TASK STATEMENT: Quote the whole listing word for word. Do not include the pictures.

MATERIALS PROVIDED:
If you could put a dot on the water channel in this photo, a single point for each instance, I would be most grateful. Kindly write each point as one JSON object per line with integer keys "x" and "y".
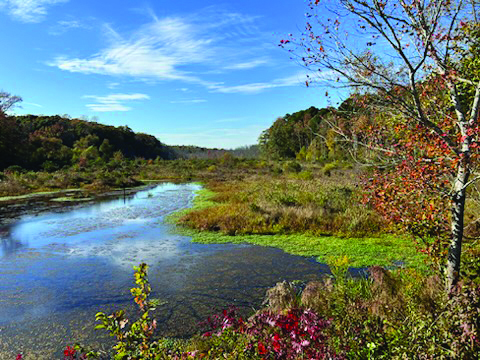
{"x": 57, "y": 269}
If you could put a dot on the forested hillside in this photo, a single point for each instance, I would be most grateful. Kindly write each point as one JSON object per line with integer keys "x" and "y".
{"x": 53, "y": 142}
{"x": 317, "y": 134}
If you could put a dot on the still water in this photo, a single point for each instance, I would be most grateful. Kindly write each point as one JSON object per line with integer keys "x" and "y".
{"x": 58, "y": 269}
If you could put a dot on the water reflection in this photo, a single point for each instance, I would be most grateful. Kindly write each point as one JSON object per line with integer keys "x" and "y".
{"x": 59, "y": 269}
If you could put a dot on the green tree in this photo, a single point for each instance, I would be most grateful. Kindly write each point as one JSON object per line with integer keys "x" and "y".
{"x": 405, "y": 44}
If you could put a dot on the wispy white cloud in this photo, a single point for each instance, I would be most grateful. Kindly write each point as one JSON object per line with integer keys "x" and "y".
{"x": 113, "y": 102}
{"x": 32, "y": 104}
{"x": 157, "y": 50}
{"x": 191, "y": 101}
{"x": 254, "y": 88}
{"x": 28, "y": 11}
{"x": 113, "y": 85}
{"x": 247, "y": 65}
{"x": 63, "y": 26}
{"x": 183, "y": 49}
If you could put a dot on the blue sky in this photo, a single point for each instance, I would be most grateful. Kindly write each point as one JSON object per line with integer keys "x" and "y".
{"x": 207, "y": 73}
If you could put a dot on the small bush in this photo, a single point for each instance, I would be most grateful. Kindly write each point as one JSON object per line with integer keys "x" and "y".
{"x": 329, "y": 167}
{"x": 292, "y": 167}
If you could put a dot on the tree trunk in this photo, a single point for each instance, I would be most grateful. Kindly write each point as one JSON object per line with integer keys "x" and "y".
{"x": 458, "y": 210}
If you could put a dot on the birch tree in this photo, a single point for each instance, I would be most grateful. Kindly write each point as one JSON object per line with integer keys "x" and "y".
{"x": 391, "y": 48}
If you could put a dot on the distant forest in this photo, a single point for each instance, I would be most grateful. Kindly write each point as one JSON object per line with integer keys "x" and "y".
{"x": 51, "y": 143}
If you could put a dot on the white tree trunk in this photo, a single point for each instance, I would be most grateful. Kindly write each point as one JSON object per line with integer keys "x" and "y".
{"x": 458, "y": 210}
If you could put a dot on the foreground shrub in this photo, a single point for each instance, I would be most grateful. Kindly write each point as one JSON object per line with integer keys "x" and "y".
{"x": 398, "y": 314}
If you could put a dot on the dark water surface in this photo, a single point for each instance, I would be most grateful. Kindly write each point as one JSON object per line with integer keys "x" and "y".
{"x": 58, "y": 269}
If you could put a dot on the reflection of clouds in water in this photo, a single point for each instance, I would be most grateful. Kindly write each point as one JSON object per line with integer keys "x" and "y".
{"x": 146, "y": 212}
{"x": 127, "y": 251}
{"x": 127, "y": 230}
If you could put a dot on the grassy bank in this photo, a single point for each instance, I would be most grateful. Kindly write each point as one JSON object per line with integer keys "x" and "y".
{"x": 378, "y": 249}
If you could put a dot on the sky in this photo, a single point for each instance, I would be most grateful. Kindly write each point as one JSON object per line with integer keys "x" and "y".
{"x": 206, "y": 73}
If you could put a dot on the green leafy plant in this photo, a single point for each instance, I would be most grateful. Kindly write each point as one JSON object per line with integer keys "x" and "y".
{"x": 135, "y": 341}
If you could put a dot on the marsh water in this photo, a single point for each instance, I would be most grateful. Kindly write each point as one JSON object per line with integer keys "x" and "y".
{"x": 57, "y": 269}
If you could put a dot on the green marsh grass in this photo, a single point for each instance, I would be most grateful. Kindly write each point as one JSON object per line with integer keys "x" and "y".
{"x": 379, "y": 249}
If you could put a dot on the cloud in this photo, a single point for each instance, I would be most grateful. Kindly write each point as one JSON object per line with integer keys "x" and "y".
{"x": 179, "y": 48}
{"x": 63, "y": 26}
{"x": 32, "y": 104}
{"x": 254, "y": 88}
{"x": 113, "y": 102}
{"x": 192, "y": 101}
{"x": 28, "y": 11}
{"x": 247, "y": 65}
{"x": 157, "y": 50}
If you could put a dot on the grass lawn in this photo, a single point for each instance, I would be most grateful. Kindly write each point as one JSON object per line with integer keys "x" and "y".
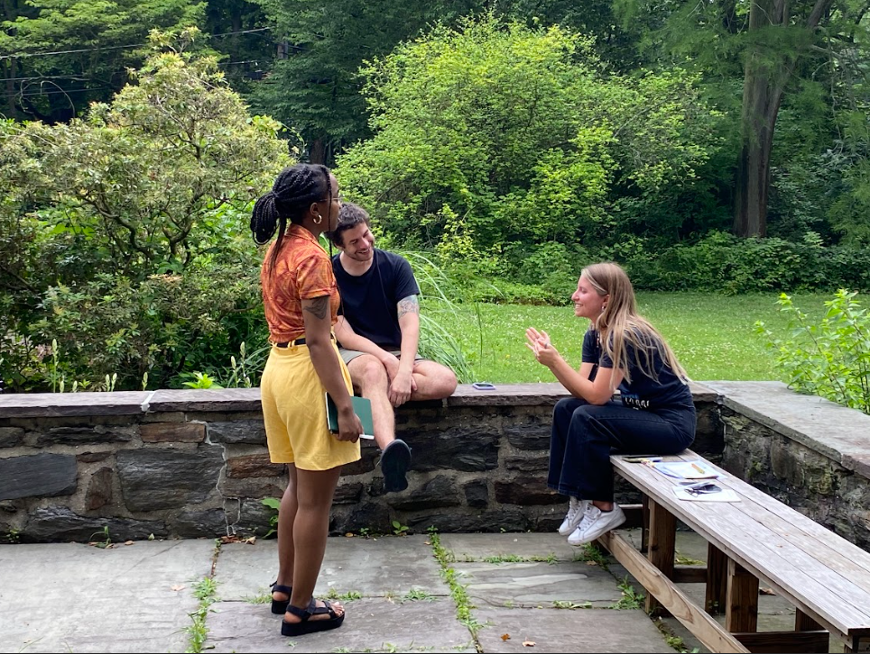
{"x": 712, "y": 335}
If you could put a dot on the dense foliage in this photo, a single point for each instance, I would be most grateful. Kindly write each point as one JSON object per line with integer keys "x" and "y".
{"x": 511, "y": 142}
{"x": 830, "y": 358}
{"x": 129, "y": 244}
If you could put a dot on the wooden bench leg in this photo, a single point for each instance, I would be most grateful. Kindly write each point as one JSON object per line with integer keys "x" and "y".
{"x": 741, "y": 601}
{"x": 717, "y": 574}
{"x": 644, "y": 532}
{"x": 661, "y": 548}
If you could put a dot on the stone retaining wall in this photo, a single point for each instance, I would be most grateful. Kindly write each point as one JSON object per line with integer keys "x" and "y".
{"x": 193, "y": 463}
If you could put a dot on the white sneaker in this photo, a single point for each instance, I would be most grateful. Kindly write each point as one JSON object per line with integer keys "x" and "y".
{"x": 596, "y": 522}
{"x": 576, "y": 509}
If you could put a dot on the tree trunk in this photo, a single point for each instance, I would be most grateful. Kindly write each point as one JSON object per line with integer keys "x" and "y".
{"x": 761, "y": 100}
{"x": 765, "y": 77}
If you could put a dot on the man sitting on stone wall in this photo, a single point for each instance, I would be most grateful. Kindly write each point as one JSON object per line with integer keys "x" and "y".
{"x": 378, "y": 330}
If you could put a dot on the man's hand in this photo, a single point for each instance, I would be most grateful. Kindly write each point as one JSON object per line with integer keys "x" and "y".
{"x": 401, "y": 387}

REPLY TO THE EXERCISE:
If you could put a dot on the water channel in this photo, a single point for each instance, I would be most grateful. Kindly write each point as one JSON object per line with integer keys "x" and "y".
{"x": 57, "y": 269}
If you could put a dot on the forested hillside in this photo, a single point for each instance, I would be most grateful. Kindly write each point as one JSON object per line with integer keys "x" and "y".
{"x": 53, "y": 142}
{"x": 317, "y": 134}
If you could put a dot on the still water in this photo, a single point for each instance, I would be most grateful. Kindly write each point as one JSON object per line with integer keys "x" and "y".
{"x": 58, "y": 269}
If you could put a dot on the water reflection in this photo, a single point for each instance, I would be most grateful. Kindly write each point as one JSON object per line with integer keys "x" and "y".
{"x": 59, "y": 269}
If you could put a dot on the green tree in this photo, a single point for each instance, I would be most grateful. Kindly write each point as one JSON object per line with integer keys "x" and "y".
{"x": 405, "y": 44}
If you could put a dot on the wispy white cloud in this photo, a single point for each instance, I would be most grateful. Kindly write each point as one JSON object per line with integer keys "x" and "y".
{"x": 113, "y": 102}
{"x": 32, "y": 104}
{"x": 157, "y": 50}
{"x": 191, "y": 101}
{"x": 254, "y": 88}
{"x": 28, "y": 11}
{"x": 113, "y": 85}
{"x": 247, "y": 65}
{"x": 63, "y": 26}
{"x": 183, "y": 49}
If you could put a dot on the blue sky in this photo, a single point for each instance, I would be most grateful. Kindly write each point as one JSON object per line with integer keys "x" and "y".
{"x": 207, "y": 73}
If you could put a dot on the small bush in this photo, a single point for each instance, I would be most grateful. Kindly write each point as one JSON object per line with integer keys "x" and "y".
{"x": 329, "y": 167}
{"x": 292, "y": 167}
If you could put a dot on the tree trunk in this photo, a single point for each instance, I would be most grateful. Kindly write each point as one JSON object per line with integer keys "x" and "y".
{"x": 458, "y": 210}
If you could put a dot on the birch tree in this photo, a single point for each instance, I would be most grateful. Kindly write each point as one JSON object per line with integer keys "x" and "y".
{"x": 391, "y": 48}
If you could put a dot on the distant forest in this photo, a single point for each instance, I would be most grateful. Kindly write each point as one JSON object per line with integer keys "x" and "y".
{"x": 51, "y": 143}
If you could put a dot on the white tree trunk in this photo, a single point for each instance, I would be most grateful. Kindly write each point as one JSON object per line with integer keys "x" and "y".
{"x": 458, "y": 210}
If you could put a dot on the foreground shrub in this photo, a single point for each instance, I would be most grateful. Kindly write each point as one JSON object per line with integer keys "x" and "y".
{"x": 398, "y": 314}
If you could put a dot on the dark water surface in this photo, a single point for each instance, I would be most grateful. Kindly write each point as one JSON object per line with integer keys "x" and "y".
{"x": 58, "y": 269}
If you could put a dot on the reflection of clouds in water in this photo, a single point for each instance, I would be most grateful. Kindly write each point as one JSON object per line with integer keys "x" and "y".
{"x": 146, "y": 212}
{"x": 127, "y": 251}
{"x": 127, "y": 230}
If you could put a dot on the grassy bank in this photo, a single point for each instance, I would be most grateful. Kindly write each point as one JSON object per line with integer keys "x" and "y".
{"x": 378, "y": 249}
If you could put a dot on the sky in this photo, a single point for each instance, I would be most grateful. Kindly write each point as one JSON object per line with integer keys "x" and "y".
{"x": 206, "y": 73}
If you could put a dot on the green leafy plant in this photo, a single point for each instance, I would be most grateful. Kindly write each point as one JSON object per line with integer keys "x" and "y".
{"x": 135, "y": 341}
If you could put a dot on the marsh water in this photo, a single point for each instance, I would be most grateful. Kindly write each point as one JSON object per line with integer keys "x" and "y".
{"x": 57, "y": 269}
If you could put a dot on the green marsh grass in this photo, a single point for each instance, I would be most grateful. Kindly write each point as one JSON object per line with integer keys "x" and "y".
{"x": 379, "y": 249}
If you could put a dot on the cloud in this photo, a single point for each instance, I would be most grateful. Kindly write each point as one JSON object per line with integer keys "x" and "y".
{"x": 179, "y": 48}
{"x": 63, "y": 26}
{"x": 32, "y": 104}
{"x": 254, "y": 88}
{"x": 113, "y": 102}
{"x": 192, "y": 101}
{"x": 28, "y": 11}
{"x": 247, "y": 65}
{"x": 157, "y": 50}
If you could put a dot on the grass lawn in this photo, a single point for each instance, I would be most grateful. Kindly write each point as one JSON object per line with integer keys "x" and "y".
{"x": 712, "y": 335}
If you could put a dot on the dense foliage in this photo, a single point for each instance, I would be most grateful. Kindly write each point as one JSON object per line with integer keys "x" and "y".
{"x": 511, "y": 142}
{"x": 830, "y": 358}
{"x": 129, "y": 244}
If you could put a dot on the wooden bench leg in this photo, a single point for each instance, I would be most grateful. Kindly write each point as one JSON object per line with integer keys "x" and "y".
{"x": 741, "y": 601}
{"x": 717, "y": 574}
{"x": 644, "y": 532}
{"x": 661, "y": 548}
If you could put a dot on the stone retaining wall in this photo, a single point for each instance, I would be most grateful. Kindly write each point as one JSON object per line with integer keys "x" and "y".
{"x": 193, "y": 463}
If you could put a dot on the white sneaker in this photo, a single point for each instance, I would be most grateful. Kindly write each point as one JSON object per line with integer keys "x" and "y".
{"x": 596, "y": 522}
{"x": 576, "y": 509}
If you could put a dot on the tree trunk in this photo, a single point for each instance, I would be most grateful. Kindly write each point as one JSON object per line with integer keys "x" and "y".
{"x": 761, "y": 100}
{"x": 765, "y": 77}
If you could put a dot on the man sitting on stone wall in this photo, a single point for each instance, I would be most grateful. Kindly write each point as one JSON object per line with integer keys "x" and "y".
{"x": 378, "y": 330}
If you could put a dot on the man's hand in this photo, a single point for each instance, I would be most grateful. Kindly write each point as one JSON object per line with integer keys "x" and "y".
{"x": 401, "y": 387}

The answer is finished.